(Text for analysis)

Pressure at II (pressure on inferior dental and lingual nerves) will anesthetize not only entire jaw on side compressed, but to a greater or less extent the entire half of the body.

Pressure at a with thumb and finger will often anesthetize that zone sufficiently for painless extraction. Any tooth may be prepared similarly.

Pressure at b with thumb and finger anesthetizes bicuspids and occasionally molars.

Pressure at III will aid materially in anesthetization.

With the lower front teeth, it has been found that to press or hold the inferior (or lower) dental nerve, where it enters the ramus (or groove) of the lower jaw, gives good anaesthesia. Also pressure with the finger on the inferior dental nerve, where it exits from below the bicuspid tooth (called by doctors the mental foramen) will usually anesthetize that half of the jaw.

Many operators, the better to “focus”, prefer to use the blunt end of an instrument (the handle of an excavator is excellent) upon this inferior dental nerve.

The proper application of these principles cannot fail to be of immense value to the dentist and oral surgeon in their daily practice. In relieving toothache and neuralgia, in removing deposits, in extracting teeth, and in fact in most painful operations which dentists are called upon to perform, this pressure technique should prove invaluable, as many dentists are learning every day.

And further, the application of these principles will inevitably encourage public interest in dentistry, and will materially diminish the sum total of pain and suffering that humanity is called upon to endure. Indeed, it is common—and highly gratifying—among many dentists now using zone analgesia—to have sensitive patients—those upon whom, because of past exhausting and nerve-racking experiences, they have always dreaded working—say “Well, Doctor, if you never hurt me any more than you did today I shall never again fear to come to you.”

(End Text for analysis)
(Recorded data)

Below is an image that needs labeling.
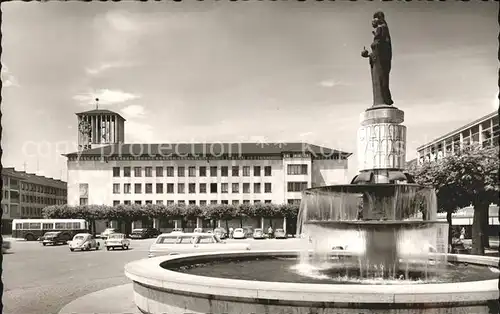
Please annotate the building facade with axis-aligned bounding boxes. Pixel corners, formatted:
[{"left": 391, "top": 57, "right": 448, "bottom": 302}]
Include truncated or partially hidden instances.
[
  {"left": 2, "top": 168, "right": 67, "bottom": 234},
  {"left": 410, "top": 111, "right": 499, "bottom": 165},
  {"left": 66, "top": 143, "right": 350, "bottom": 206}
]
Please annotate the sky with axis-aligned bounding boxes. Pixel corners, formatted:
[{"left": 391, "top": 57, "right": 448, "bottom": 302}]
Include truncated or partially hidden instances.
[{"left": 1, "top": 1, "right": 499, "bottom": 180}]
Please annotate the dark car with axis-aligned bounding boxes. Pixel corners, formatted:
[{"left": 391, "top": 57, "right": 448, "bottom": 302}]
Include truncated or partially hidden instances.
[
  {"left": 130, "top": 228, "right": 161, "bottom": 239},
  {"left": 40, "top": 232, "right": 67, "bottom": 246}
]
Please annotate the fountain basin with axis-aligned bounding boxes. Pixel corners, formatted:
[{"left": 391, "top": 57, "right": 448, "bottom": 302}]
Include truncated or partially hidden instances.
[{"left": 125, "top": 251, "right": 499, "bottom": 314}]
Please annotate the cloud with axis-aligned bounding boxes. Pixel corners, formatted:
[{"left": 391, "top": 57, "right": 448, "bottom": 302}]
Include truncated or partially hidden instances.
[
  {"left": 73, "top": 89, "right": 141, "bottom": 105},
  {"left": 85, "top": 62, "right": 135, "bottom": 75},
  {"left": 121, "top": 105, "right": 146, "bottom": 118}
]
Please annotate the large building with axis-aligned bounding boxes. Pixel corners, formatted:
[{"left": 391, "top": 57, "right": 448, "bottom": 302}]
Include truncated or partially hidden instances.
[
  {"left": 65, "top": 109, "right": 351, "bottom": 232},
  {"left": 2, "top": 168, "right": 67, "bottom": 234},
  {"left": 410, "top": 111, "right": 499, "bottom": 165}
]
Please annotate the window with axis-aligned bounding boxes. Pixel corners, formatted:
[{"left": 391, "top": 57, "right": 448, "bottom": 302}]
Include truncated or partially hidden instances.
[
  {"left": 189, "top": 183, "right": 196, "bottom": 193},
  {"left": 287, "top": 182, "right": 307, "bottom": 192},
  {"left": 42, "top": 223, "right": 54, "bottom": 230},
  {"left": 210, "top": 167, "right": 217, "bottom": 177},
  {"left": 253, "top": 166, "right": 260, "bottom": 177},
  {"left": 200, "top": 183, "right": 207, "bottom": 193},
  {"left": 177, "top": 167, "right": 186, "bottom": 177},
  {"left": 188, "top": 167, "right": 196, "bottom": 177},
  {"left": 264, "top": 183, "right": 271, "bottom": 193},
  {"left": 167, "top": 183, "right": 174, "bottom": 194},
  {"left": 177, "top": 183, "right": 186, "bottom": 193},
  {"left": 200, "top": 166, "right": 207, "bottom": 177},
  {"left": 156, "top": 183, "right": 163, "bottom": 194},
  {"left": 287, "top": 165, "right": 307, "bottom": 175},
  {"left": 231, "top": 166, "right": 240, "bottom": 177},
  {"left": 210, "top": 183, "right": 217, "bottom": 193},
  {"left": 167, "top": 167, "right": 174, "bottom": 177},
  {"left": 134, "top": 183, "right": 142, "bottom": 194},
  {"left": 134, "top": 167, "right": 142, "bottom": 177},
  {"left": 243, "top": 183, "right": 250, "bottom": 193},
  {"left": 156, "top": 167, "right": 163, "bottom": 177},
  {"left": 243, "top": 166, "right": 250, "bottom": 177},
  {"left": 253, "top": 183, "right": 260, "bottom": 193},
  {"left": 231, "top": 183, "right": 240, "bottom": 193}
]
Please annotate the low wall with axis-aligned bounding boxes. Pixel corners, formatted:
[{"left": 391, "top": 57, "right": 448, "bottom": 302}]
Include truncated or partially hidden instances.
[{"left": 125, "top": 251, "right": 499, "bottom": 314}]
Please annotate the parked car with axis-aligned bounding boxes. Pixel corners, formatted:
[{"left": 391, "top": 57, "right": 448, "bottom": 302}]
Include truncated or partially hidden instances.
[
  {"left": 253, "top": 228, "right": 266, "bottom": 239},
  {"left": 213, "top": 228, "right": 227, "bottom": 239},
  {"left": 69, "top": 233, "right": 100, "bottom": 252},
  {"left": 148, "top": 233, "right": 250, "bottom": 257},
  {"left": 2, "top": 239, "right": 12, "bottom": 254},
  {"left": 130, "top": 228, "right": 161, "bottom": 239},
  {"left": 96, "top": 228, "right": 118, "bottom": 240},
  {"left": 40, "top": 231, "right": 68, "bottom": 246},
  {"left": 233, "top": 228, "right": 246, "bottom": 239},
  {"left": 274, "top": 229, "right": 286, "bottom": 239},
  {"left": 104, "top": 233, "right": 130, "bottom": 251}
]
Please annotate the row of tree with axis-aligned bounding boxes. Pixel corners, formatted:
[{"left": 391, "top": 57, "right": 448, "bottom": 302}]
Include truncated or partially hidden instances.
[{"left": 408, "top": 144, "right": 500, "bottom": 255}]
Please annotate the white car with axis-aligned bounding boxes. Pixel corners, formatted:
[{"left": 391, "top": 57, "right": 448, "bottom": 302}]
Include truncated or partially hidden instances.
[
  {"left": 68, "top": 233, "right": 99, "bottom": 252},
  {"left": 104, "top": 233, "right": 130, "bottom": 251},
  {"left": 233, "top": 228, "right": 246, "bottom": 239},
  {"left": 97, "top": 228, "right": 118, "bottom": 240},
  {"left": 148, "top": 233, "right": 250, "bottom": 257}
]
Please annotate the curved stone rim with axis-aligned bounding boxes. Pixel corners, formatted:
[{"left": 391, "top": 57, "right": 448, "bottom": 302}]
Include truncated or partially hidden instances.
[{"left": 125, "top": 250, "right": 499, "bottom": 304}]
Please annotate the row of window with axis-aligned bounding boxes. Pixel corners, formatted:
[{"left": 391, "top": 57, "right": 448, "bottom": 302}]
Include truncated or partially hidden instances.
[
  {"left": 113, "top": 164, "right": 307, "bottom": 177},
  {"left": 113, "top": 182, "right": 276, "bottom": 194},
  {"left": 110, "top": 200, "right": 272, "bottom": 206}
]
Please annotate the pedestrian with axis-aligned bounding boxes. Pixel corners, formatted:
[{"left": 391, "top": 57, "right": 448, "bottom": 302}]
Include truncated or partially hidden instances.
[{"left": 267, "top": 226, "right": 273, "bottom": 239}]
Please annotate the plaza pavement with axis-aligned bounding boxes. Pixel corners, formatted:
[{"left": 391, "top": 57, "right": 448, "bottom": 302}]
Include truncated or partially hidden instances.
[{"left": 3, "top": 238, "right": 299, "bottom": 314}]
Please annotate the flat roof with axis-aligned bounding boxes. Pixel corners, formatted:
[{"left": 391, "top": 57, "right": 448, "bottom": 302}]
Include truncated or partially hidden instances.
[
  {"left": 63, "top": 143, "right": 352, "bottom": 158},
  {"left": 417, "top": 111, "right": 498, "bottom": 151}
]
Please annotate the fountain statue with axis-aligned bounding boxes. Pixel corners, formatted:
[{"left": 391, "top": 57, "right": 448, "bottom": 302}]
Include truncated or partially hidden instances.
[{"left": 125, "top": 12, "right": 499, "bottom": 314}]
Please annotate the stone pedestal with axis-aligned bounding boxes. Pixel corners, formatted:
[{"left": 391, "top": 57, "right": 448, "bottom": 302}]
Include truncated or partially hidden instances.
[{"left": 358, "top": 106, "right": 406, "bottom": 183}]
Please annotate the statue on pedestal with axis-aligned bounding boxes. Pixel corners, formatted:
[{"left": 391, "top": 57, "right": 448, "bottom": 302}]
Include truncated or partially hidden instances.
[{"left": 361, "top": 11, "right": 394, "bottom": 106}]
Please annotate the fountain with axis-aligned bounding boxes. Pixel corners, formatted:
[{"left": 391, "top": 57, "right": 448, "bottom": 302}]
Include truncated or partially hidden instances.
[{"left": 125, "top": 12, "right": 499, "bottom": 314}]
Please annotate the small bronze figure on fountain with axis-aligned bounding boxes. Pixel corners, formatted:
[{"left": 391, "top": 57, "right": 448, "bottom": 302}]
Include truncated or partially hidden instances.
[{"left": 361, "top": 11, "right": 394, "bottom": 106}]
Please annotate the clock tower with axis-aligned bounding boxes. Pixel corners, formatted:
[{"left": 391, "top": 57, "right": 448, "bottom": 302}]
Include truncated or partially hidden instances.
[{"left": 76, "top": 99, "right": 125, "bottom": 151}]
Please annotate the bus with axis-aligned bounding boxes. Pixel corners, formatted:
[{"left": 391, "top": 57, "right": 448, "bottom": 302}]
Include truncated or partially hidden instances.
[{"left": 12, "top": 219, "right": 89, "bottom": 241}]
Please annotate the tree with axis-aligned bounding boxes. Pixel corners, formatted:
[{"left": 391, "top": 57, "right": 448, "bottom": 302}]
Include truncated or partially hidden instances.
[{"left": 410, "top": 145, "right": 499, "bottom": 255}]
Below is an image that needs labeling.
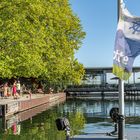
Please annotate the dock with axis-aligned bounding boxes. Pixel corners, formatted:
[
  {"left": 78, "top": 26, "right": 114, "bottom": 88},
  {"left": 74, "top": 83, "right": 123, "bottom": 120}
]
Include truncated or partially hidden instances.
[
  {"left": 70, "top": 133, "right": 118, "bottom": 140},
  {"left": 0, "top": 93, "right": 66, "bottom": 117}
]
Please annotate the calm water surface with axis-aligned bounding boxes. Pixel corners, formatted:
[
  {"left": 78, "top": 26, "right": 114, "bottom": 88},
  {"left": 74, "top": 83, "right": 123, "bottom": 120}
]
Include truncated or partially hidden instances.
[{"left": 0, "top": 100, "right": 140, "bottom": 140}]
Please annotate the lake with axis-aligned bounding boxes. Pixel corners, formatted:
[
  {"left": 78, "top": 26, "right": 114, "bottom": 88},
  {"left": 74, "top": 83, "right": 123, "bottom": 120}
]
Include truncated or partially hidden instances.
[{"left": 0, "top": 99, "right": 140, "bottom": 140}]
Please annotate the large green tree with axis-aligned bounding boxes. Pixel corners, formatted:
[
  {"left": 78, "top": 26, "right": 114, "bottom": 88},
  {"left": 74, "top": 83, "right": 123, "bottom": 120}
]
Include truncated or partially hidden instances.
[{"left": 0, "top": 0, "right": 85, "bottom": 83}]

(End Recorded data)
(Recorded data)

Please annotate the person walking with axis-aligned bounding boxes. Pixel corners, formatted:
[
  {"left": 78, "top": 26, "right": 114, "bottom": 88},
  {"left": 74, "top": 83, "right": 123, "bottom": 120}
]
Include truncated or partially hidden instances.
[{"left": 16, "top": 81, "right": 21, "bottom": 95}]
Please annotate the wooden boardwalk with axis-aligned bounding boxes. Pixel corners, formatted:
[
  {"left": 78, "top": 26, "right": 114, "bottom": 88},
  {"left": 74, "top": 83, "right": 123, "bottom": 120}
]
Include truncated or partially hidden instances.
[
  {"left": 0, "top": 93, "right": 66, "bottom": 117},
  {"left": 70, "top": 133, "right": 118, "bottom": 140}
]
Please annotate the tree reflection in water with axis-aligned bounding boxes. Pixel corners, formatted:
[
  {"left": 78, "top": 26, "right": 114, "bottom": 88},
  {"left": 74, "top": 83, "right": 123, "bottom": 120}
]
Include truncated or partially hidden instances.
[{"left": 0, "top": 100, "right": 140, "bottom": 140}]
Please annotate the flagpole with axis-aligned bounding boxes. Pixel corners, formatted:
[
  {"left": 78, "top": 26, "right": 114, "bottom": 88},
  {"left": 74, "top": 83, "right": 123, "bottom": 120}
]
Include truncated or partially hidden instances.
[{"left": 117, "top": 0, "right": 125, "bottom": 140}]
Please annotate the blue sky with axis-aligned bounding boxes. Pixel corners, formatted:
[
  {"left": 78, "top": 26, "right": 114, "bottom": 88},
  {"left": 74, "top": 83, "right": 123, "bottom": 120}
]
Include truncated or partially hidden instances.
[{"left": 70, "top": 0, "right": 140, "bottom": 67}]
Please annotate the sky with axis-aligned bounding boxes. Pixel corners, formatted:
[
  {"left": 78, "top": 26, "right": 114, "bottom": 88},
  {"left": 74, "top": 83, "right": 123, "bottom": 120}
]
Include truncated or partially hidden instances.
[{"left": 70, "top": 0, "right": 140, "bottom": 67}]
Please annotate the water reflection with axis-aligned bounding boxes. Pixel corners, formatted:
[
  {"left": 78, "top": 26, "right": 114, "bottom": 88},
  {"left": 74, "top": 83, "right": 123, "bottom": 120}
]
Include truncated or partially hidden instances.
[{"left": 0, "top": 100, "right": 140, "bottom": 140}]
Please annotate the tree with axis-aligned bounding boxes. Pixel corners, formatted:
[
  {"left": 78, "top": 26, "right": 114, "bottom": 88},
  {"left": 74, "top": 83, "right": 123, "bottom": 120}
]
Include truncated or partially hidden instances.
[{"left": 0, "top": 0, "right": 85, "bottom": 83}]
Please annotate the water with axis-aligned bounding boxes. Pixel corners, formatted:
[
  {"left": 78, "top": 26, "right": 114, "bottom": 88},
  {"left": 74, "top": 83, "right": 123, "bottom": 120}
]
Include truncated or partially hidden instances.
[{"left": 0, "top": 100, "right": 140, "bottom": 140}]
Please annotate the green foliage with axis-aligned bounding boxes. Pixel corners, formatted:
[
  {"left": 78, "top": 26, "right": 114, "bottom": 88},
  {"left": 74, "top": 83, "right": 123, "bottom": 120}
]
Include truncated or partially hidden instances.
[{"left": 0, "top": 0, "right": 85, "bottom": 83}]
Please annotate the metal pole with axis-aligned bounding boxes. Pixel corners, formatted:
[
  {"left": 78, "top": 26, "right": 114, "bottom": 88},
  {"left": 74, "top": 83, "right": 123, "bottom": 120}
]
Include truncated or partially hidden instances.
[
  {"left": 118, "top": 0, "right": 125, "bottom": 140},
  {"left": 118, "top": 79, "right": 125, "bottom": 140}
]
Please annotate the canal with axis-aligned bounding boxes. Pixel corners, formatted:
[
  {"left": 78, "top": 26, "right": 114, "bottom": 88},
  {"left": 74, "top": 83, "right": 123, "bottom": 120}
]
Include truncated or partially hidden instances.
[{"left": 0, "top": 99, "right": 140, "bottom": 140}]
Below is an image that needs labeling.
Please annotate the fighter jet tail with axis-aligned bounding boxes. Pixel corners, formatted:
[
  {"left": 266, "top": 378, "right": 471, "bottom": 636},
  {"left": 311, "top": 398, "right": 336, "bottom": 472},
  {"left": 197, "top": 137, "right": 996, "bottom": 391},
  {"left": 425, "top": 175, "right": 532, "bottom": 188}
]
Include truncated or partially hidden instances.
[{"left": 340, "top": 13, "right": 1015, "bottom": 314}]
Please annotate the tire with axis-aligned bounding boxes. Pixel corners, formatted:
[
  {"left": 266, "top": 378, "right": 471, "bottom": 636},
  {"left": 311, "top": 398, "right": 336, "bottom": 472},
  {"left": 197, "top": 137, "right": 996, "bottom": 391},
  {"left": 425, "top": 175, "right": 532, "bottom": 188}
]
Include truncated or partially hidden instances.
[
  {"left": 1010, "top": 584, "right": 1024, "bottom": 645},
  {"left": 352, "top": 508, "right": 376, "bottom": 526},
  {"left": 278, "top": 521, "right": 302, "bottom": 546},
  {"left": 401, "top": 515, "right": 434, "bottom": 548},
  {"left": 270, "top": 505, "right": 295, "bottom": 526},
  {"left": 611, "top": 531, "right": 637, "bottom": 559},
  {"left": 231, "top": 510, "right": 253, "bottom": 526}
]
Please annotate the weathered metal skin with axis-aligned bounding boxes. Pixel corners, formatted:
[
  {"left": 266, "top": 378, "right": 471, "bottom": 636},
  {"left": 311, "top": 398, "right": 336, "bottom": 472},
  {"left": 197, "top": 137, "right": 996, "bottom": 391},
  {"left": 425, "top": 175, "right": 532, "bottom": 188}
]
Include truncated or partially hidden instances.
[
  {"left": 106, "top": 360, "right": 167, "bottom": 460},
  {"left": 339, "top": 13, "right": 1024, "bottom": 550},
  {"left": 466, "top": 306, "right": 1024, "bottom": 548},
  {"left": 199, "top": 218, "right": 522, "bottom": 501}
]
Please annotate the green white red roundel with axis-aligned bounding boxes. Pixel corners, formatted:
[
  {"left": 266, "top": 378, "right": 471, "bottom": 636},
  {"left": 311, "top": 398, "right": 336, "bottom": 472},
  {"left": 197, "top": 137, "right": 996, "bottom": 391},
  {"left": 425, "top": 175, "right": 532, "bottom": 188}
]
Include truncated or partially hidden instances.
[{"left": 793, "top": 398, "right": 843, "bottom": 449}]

(End Recorded data)

→ Task set
[a] Can you return the passage on dental pressure anesthesia exactly, from "Pressure at II (pressure" up to and including "of the jaw."?
[b] In the passage on dental pressure anesthesia, what do many operators prefer to use upon the inferior dental nerve, the better to "focus"?

→ Numbered answers
[a]
Pressure at II (pressure on inferior dental and lingual nerves) will anesthetize not only entire jaw on side compressed, but to a greater or less extent the entire half of the body.

Pressure at a with thumb and finger will often anesthetize that zone sufficiently for painless extraction. Any tooth may be prepared similarly.

Pressure at b with thumb and finger anesthetizes bicuspids and occasionally molars.

Pressure at III will aid materially in anesthetization.

With the lower front teeth, it has been found that to press or hold the inferior (or lower) dental nerve, where it enters the ramus (or groove) of the lower jaw, gives good anaesthesia. Also pressure with the finger on the inferior dental nerve, where it exits from below the bicuspid tooth (called by doctors the mental foramen) will usually anesthetize that half of the jaw.

[b] The blunt end of an instrument, such as the handle of an excavator.